### Task brief
Present every line of these entries as a Markdown table with the columns No. and Line, numbering the rows and omitting blank lines. Leave the pictures out of the table.
-- Begin Data --
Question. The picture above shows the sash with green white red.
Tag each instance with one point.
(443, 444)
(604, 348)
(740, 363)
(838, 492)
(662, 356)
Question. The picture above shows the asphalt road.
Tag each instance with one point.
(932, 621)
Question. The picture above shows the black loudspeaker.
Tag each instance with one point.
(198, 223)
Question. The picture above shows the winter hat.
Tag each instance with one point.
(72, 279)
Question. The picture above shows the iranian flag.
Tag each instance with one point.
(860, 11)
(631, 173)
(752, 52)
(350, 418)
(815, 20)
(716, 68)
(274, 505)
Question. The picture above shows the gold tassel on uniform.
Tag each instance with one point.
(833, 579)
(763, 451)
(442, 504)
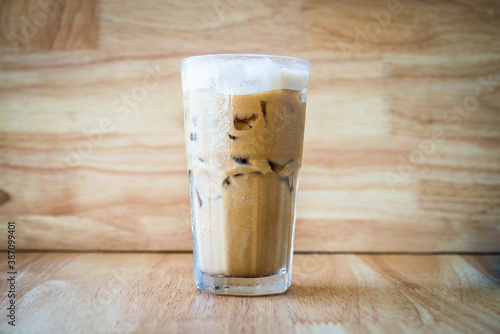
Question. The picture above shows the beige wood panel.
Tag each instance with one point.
(155, 293)
(48, 25)
(91, 137)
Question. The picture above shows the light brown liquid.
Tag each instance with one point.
(244, 155)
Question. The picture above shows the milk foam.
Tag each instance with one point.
(239, 75)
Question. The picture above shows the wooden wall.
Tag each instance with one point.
(402, 145)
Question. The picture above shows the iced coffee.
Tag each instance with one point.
(244, 127)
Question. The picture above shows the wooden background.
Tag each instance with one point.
(391, 161)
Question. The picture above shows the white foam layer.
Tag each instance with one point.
(229, 74)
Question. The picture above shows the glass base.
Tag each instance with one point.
(241, 286)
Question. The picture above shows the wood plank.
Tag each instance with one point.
(367, 117)
(155, 293)
(48, 25)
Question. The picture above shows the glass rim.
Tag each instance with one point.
(244, 55)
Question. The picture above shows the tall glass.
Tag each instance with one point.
(244, 121)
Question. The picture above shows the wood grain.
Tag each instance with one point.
(48, 25)
(391, 160)
(155, 293)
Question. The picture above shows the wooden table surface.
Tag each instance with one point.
(155, 293)
(390, 162)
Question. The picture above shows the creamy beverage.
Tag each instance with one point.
(244, 127)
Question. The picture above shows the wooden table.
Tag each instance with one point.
(331, 293)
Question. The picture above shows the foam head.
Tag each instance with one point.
(243, 74)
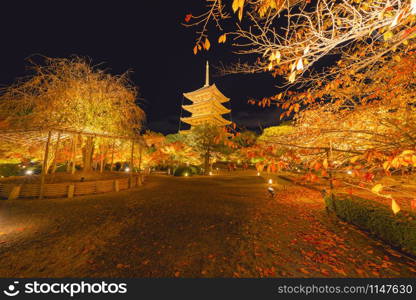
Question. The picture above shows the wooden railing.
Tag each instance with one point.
(69, 189)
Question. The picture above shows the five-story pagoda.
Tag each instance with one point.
(206, 105)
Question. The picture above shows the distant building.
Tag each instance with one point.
(206, 107)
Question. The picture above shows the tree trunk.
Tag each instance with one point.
(88, 153)
(44, 166)
(206, 162)
(140, 157)
(56, 153)
(112, 156)
(74, 155)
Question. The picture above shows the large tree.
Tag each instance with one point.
(72, 94)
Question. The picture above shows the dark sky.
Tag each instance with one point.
(147, 39)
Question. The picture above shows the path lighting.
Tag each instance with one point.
(271, 191)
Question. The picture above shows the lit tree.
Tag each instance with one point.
(208, 140)
(72, 94)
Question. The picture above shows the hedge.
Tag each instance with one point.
(397, 230)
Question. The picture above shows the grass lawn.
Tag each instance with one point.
(217, 226)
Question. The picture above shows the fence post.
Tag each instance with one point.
(14, 193)
(71, 190)
(131, 164)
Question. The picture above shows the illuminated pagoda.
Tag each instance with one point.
(206, 107)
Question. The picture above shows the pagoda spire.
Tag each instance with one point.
(207, 75)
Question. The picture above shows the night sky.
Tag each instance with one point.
(147, 39)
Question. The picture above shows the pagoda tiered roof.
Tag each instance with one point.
(206, 93)
(206, 107)
(214, 119)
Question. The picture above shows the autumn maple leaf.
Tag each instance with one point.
(188, 17)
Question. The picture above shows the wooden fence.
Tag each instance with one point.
(69, 189)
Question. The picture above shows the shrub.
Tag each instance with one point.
(397, 230)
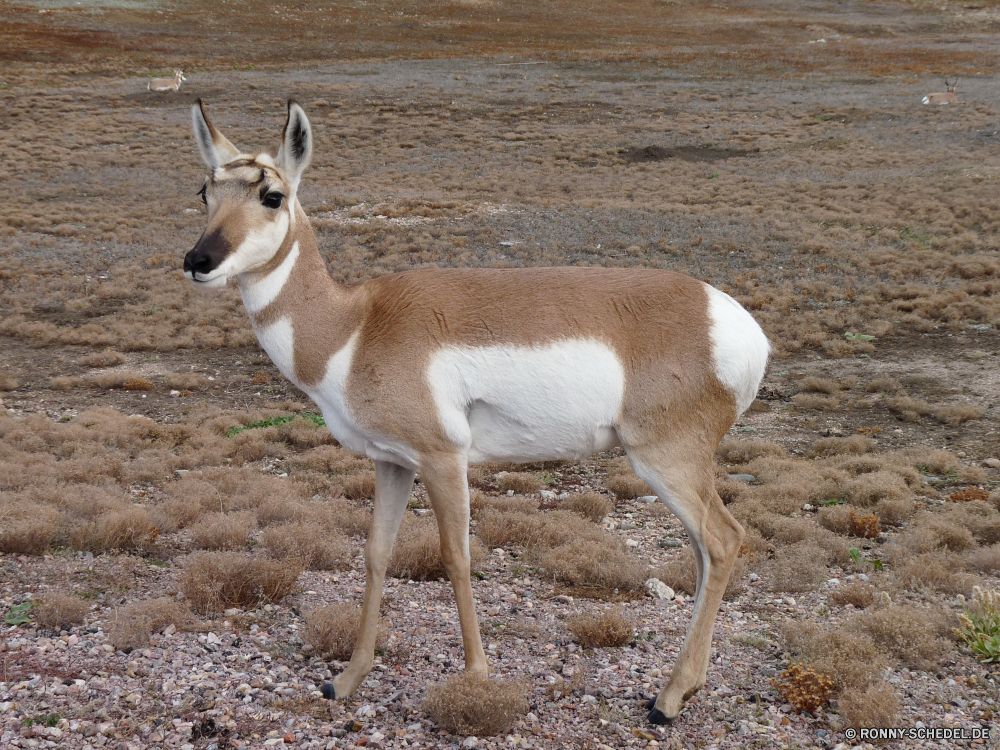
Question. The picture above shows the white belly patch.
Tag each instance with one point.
(559, 401)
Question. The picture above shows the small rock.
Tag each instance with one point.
(658, 589)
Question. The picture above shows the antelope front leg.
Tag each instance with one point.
(392, 491)
(448, 489)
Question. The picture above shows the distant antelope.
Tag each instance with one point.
(167, 84)
(948, 97)
(429, 371)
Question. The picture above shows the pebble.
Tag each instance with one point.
(658, 589)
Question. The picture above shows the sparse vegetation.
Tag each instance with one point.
(469, 703)
(331, 631)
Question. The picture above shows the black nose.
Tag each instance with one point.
(198, 261)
-- End Data --
### Response to this task
| No. | Line |
|---|---|
| 1 | Question. The picture above shows the sash with green white red. |
| 2 | Tag each instance with one point. |
| 3 | (443, 444) |
| 4 | (604, 348) |
| 5 | (740, 363) |
| 6 | (838, 492) |
| 7 | (662, 356) |
| 8 | Question. The picture above shows the asphalt road. |
| 9 | Tag each instance with one point. |
| 10 | (932, 621) |
| 11 | Question. The picture above shows the black loudspeaker. |
| 12 | Tag each instance with one point. |
| 13 | (198, 223) |
| 14 | Question. The picture above shows the winter hat. |
| 15 | Tag each instance with one point. |
| 16 | (72, 279) |
| 17 | Question. The picture above shows the iranian flag. |
| 18 | Tag each instance with one point. |
| 19 | (860, 11) |
| 20 | (631, 173) |
| 21 | (752, 52) |
| 22 | (350, 418) |
| 23 | (815, 20) |
| 24 | (716, 68) |
| 25 | (274, 505) |
| 26 | Question. The picture above shows the gold tassel on uniform. |
| 27 | Tag each instance with one point. |
| 28 | (833, 579) |
| 29 | (763, 451) |
| 30 | (442, 504) |
| 31 | Question. The picture above shows the beige wood panel. |
| 32 | Tag each instance with one point. |
| 33 | (155, 293) |
| 34 | (48, 25) |
| 35 | (91, 137) |
| 36 | Question. The picture above shows the light brown liquid. |
| 37 | Tag each instance with one point. |
| 38 | (244, 155) |
| 39 | Question. The picture above shows the milk foam. |
| 40 | Tag each instance with one point. |
| 41 | (239, 75) |
| 42 | Question. The picture above shows the wooden wall. |
| 43 | Tag each instance with one point. |
| 44 | (402, 145) |
| 45 | Question. The picture above shows the iced coffee. |
| 46 | Tag each instance with one point. |
| 47 | (244, 127) |
| 48 | Question. The picture above shows the wooden background. |
| 49 | Tag each instance with one point. |
| 50 | (391, 161) |
| 51 | Question. The picture above shows the white foam layer. |
| 52 | Tag each instance with one point. |
| 53 | (229, 74) |
| 54 | Question. The picture above shows the glass base. |
| 55 | Tag each instance with one point. |
| 56 | (241, 286) |
| 57 | Question. The picture above shows the wood plank. |
| 58 | Tag each instance with one point. |
| 59 | (367, 117) |
| 60 | (155, 293) |
| 61 | (48, 25) |
| 62 | Question. The picture above shows the glass rim. |
| 63 | Tag each instance with one point. |
| 64 | (244, 55) |
| 65 | Question. The picture above shows the tall glass. |
| 66 | Tag each instance with one point. |
| 67 | (244, 121) |
| 68 | Question. The picture above shows the wood grain. |
| 69 | Tag each instance with one point. |
| 70 | (48, 25) |
| 71 | (391, 160) |
| 72 | (155, 293) |
| 73 | Question. The picture above shows the wooden table surface. |
| 74 | Tag each instance with one point. |
| 75 | (155, 293) |
| 76 | (390, 162) |
| 77 | Question. The picture above shows the creamy beverage. |
| 78 | Tag each instance with one point. |
| 79 | (244, 127) |
| 80 | Question. The picture above shows the wooden table. |
| 81 | Tag each instance with one point. |
| 82 | (331, 293) |
| 83 | Question. The picture above shows the foam head. |
| 84 | Tag each instance with one point. |
| 85 | (243, 74) |
| 86 | Question. The picture above shows the wooden railing. |
| 87 | Tag each instance with one point. |
| 88 | (69, 189) |
| 89 | Question. The picture above shows the five-story pagoda. |
| 90 | Tag each instance with one point. |
| 91 | (206, 105) |
| 92 | Question. The picture above shows the distant building. |
| 93 | Tag each instance with one point. |
| 94 | (206, 107) |
| 95 | Question. The picture above shows the tree trunk. |
| 96 | Tag each instance with one point. |
| 97 | (88, 153) |
| 98 | (44, 166) |
| 99 | (206, 162) |
| 100 | (140, 157) |
| 101 | (56, 153) |
| 102 | (112, 156) |
| 103 | (74, 155) |
| 104 | Question. The picture above shows the large tree. |
| 105 | Tag each instance with one point. |
| 106 | (72, 94) |
| 107 | Question. The picture above shows the dark sky. |
| 108 | Tag each instance with one point. |
| 109 | (147, 39) |
| 110 | Question. The picture above shows the path lighting. |
| 111 | Tag each instance with one point. |
| 112 | (271, 191) |
| 113 | Question. The picture above shows the lit tree. |
| 114 | Tag each instance with one point. |
| 115 | (208, 140) |
| 116 | (72, 94) |
| 117 | Question. The picture above shows the hedge. |
| 118 | Tag each instance with one point. |
| 119 | (397, 230) |
| 120 | Question. The picture above shows the grass lawn. |
| 121 | Tag each instance with one point. |
| 122 | (217, 226) |
| 123 | Question. The picture above shows the fence post. |
| 124 | Tag each instance with one point. |
| 125 | (14, 193) |
| 126 | (71, 190) |
| 127 | (131, 164) |
| 128 | Question. The picture above shows the illuminated pagoda. |
| 129 | Tag each instance with one point. |
| 130 | (206, 107) |
| 131 | Question. The picture above shows the pagoda spire. |
| 132 | Tag each instance with one point. |
| 133 | (207, 75) |
| 134 | Question. The picture above shows the night sky. |
| 135 | Tag each instance with one point. |
| 136 | (147, 39) |
| 137 | Question. The picture above shows the pagoda tiered roof. |
| 138 | Tag each instance with one point. |
| 139 | (206, 93) |
| 140 | (206, 107) |
| 141 | (214, 119) |
| 142 | Question. The picture above shows the autumn maple leaf. |
| 143 | Tag each instance with one point. |
| 144 | (188, 17) |
| 145 | Question. The picture above shows the wooden fence. |
| 146 | Tag each instance with one point. |
| 147 | (69, 189) |
| 148 | Question. The picture above shows the shrub. |
| 149 | Tag each instance with one point. |
| 150 | (397, 230) |
| 151 | Question. The picture above shows the white belly patch. |
| 152 | Tag each instance with one point. |
| 153 | (559, 401) |
| 154 | Question. The picture above shows the small rock. |
| 155 | Tag each instance with one point. |
| 156 | (658, 589) |
| 157 | Question. The picture above shows the antelope front leg. |
| 158 | Tag each instance with one point. |
| 159 | (392, 491) |
| 160 | (448, 489) |
| 161 | Question. The picture above shows the distant antelope. |
| 162 | Tag each instance with one point. |
| 163 | (167, 84) |
| 164 | (948, 97) |
| 165 | (429, 371) |
| 166 | Question. The picture above shows the pebble. |
| 167 | Tag each instance with one point. |
| 168 | (658, 589) |
| 169 | Question. The picture above shows the sparse vegetation. |
| 170 | Tag each instance with one point. |
| 171 | (469, 703) |
| 172 | (331, 631) |
| 173 | Question. The picture above shows the black nose. |
| 174 | Tag each instance with one point. |
| 175 | (198, 261) |